WORK INSTRUCTION |
Give only the number of lines in these records that contain the word "person".

(Source data)

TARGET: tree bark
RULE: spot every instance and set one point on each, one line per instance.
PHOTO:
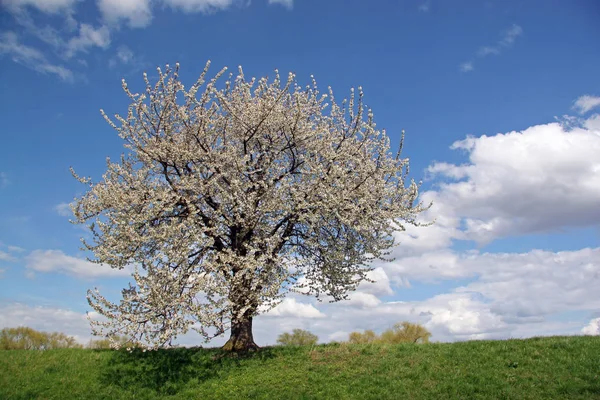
(241, 339)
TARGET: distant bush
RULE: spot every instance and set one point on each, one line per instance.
(404, 332)
(24, 338)
(298, 337)
(106, 343)
(365, 337)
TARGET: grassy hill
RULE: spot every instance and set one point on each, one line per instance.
(538, 368)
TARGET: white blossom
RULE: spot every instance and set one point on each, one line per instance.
(229, 195)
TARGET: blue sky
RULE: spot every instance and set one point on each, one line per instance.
(499, 100)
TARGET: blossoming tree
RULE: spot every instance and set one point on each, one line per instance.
(230, 197)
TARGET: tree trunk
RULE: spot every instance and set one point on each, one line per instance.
(241, 339)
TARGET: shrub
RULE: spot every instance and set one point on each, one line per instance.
(298, 337)
(404, 332)
(24, 338)
(105, 343)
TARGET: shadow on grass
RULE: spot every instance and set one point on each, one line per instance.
(167, 371)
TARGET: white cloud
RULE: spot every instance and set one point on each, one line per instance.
(6, 257)
(537, 180)
(30, 57)
(466, 67)
(380, 286)
(46, 6)
(57, 261)
(289, 307)
(137, 13)
(203, 6)
(88, 37)
(593, 328)
(586, 103)
(47, 319)
(289, 4)
(63, 209)
(508, 39)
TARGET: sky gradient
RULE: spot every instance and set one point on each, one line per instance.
(500, 101)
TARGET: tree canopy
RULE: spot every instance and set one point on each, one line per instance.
(229, 197)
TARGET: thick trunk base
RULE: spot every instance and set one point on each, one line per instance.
(241, 339)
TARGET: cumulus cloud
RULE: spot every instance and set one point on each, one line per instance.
(6, 257)
(46, 6)
(203, 6)
(586, 103)
(536, 180)
(593, 328)
(289, 307)
(57, 261)
(47, 319)
(30, 57)
(136, 13)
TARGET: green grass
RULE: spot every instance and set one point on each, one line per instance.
(538, 368)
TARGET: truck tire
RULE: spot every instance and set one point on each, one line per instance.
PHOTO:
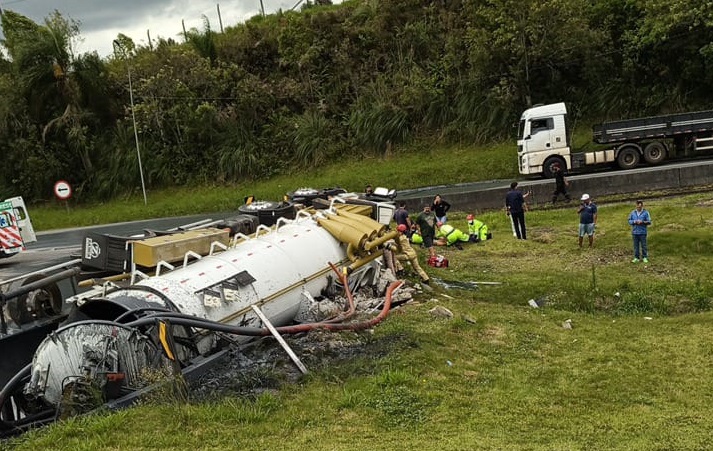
(654, 152)
(550, 163)
(628, 158)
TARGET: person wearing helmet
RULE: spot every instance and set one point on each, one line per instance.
(561, 184)
(587, 219)
(405, 253)
(477, 230)
(426, 226)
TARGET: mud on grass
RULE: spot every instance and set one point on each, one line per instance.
(264, 366)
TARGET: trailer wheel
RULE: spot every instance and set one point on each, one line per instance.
(40, 303)
(654, 153)
(269, 212)
(628, 158)
(550, 163)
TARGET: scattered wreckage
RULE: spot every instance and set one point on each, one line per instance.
(98, 347)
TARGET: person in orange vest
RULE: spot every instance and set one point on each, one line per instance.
(477, 230)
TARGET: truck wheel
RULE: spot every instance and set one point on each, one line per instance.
(655, 153)
(550, 163)
(628, 158)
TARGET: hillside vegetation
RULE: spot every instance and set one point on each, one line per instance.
(300, 89)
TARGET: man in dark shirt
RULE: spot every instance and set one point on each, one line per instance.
(515, 206)
(561, 184)
(587, 219)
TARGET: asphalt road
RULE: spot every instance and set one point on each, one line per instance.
(61, 246)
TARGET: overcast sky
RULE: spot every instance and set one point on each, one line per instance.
(102, 20)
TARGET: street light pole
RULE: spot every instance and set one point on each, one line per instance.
(117, 45)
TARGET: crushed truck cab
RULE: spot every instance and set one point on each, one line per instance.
(15, 227)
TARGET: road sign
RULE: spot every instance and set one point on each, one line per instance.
(62, 190)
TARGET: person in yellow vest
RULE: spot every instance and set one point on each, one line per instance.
(406, 253)
(448, 235)
(477, 230)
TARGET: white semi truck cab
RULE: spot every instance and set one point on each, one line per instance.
(15, 227)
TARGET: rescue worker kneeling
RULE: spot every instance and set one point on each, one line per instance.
(401, 251)
(447, 235)
(477, 230)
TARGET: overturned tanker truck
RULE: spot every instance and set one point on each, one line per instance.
(176, 321)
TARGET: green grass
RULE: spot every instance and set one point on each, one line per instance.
(633, 373)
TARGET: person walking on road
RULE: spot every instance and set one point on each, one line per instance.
(515, 207)
(587, 219)
(440, 207)
(561, 184)
(426, 226)
(640, 220)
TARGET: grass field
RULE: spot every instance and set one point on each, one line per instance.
(632, 373)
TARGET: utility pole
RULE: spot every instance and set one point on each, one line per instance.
(118, 47)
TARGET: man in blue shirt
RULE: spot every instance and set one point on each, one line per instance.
(640, 220)
(587, 219)
(515, 208)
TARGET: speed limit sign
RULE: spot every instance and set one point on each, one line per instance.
(62, 190)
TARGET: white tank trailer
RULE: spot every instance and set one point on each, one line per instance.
(167, 323)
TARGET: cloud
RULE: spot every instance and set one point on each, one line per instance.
(102, 20)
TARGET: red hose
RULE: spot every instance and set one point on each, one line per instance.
(352, 305)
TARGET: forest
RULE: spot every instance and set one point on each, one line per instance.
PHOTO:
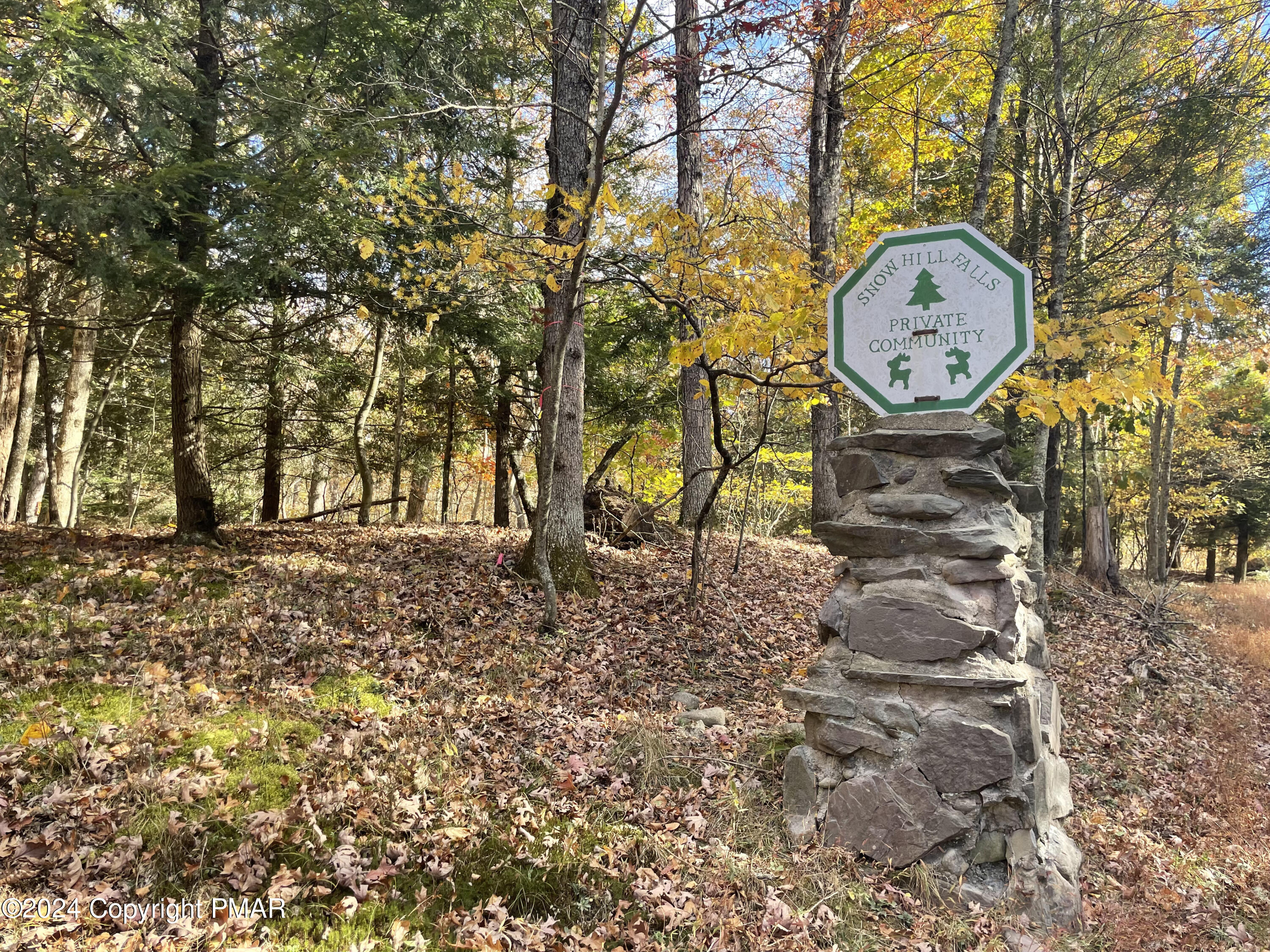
(265, 263)
(400, 399)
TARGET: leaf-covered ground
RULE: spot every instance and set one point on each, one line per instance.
(365, 726)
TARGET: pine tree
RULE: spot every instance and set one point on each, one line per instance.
(926, 291)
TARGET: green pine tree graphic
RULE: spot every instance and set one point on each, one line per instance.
(926, 291)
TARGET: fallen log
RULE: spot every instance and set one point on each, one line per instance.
(340, 509)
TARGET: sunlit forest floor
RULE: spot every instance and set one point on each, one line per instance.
(365, 726)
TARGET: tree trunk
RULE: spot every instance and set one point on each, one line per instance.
(1241, 546)
(79, 385)
(825, 485)
(23, 422)
(1019, 245)
(192, 480)
(522, 488)
(47, 417)
(1162, 427)
(825, 195)
(1053, 485)
(1098, 559)
(364, 415)
(318, 478)
(447, 459)
(992, 125)
(1037, 554)
(35, 495)
(275, 424)
(78, 462)
(421, 476)
(502, 447)
(480, 492)
(12, 366)
(395, 509)
(558, 542)
(696, 452)
(826, 127)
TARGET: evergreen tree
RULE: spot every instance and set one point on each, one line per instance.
(925, 291)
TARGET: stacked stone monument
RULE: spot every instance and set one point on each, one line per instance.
(933, 733)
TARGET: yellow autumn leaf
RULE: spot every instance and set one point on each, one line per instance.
(36, 732)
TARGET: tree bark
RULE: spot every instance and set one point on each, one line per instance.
(1067, 177)
(1244, 537)
(78, 464)
(826, 125)
(447, 459)
(318, 476)
(696, 455)
(992, 125)
(35, 494)
(696, 452)
(1019, 174)
(558, 542)
(1162, 426)
(47, 417)
(826, 424)
(1098, 559)
(1037, 554)
(607, 460)
(399, 418)
(1053, 520)
(522, 487)
(23, 422)
(75, 396)
(364, 415)
(275, 424)
(421, 476)
(12, 365)
(192, 480)
(502, 447)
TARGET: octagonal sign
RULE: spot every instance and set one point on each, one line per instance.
(935, 319)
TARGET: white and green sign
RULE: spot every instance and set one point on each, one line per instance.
(935, 319)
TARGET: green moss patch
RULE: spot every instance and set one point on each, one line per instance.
(360, 691)
(86, 706)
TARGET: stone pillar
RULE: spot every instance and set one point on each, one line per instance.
(933, 733)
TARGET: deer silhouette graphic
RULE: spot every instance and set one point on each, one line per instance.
(961, 363)
(897, 375)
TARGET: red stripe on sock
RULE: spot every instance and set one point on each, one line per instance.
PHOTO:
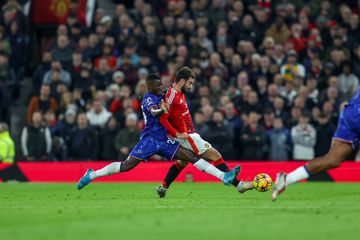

THE COMPLETED TASK |
4